> [Required work]: Copy each line in the data below that contains the word "white", leaving out every other line.
*** Given data ***
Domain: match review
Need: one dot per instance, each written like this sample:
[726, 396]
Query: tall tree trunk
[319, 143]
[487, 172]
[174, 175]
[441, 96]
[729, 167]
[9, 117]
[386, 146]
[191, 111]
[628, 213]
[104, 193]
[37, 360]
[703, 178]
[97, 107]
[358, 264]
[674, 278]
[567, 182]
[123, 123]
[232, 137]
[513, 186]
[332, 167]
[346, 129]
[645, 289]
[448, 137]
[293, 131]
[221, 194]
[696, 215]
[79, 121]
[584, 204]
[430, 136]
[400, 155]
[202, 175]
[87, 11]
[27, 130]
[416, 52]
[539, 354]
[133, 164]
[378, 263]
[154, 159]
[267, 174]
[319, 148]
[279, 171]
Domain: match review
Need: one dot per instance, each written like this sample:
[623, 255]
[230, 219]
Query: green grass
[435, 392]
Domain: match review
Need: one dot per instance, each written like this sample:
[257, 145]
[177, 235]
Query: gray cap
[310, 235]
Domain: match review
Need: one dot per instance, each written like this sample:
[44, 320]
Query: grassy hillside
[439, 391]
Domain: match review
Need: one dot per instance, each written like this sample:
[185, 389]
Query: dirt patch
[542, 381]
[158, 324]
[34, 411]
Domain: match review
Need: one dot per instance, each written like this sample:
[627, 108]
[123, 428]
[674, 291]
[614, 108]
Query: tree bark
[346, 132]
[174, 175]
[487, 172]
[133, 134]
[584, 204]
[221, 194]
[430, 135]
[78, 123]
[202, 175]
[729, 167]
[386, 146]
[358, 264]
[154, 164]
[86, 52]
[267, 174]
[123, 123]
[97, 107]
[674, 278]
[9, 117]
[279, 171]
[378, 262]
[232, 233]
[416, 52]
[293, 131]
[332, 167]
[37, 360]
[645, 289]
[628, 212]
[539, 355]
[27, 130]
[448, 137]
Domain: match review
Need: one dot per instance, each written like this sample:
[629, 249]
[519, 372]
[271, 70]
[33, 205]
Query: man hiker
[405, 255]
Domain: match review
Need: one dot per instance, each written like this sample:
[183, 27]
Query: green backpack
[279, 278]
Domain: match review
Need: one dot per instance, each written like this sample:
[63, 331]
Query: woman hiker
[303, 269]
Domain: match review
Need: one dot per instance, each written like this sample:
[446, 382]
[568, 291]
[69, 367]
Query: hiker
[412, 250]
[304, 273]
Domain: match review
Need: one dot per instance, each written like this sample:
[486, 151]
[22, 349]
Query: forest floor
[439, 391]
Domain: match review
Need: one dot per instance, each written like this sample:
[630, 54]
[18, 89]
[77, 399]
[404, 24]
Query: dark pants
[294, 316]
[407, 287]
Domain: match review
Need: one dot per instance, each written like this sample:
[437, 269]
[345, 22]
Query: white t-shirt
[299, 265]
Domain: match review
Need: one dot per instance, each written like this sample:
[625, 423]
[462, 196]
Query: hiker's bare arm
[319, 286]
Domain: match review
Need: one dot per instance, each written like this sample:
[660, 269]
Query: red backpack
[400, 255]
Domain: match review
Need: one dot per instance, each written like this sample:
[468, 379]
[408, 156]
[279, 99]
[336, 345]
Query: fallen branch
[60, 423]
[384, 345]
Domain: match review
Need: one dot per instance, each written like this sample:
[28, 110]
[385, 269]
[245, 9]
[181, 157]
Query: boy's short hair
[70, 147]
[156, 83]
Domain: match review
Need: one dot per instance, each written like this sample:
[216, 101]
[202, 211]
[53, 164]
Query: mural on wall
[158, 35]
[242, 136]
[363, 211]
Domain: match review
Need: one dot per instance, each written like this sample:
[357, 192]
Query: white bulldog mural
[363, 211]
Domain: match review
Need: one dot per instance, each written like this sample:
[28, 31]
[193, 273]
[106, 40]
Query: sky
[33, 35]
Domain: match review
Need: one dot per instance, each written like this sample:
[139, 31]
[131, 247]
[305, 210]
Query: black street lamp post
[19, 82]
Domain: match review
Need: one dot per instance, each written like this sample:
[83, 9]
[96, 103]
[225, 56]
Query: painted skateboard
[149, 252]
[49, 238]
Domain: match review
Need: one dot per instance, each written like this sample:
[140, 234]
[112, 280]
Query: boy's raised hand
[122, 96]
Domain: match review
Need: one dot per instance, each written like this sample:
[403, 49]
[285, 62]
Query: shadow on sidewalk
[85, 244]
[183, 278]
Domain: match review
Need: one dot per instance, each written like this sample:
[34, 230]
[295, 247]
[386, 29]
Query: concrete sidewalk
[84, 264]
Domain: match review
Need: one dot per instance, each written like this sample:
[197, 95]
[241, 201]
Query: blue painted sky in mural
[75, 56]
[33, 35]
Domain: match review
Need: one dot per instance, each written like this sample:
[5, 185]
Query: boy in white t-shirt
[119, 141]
***
> [Answer to this problem]:
Query: white t-shirt
Query: white bulldog mural
Query: boy in white t-shirt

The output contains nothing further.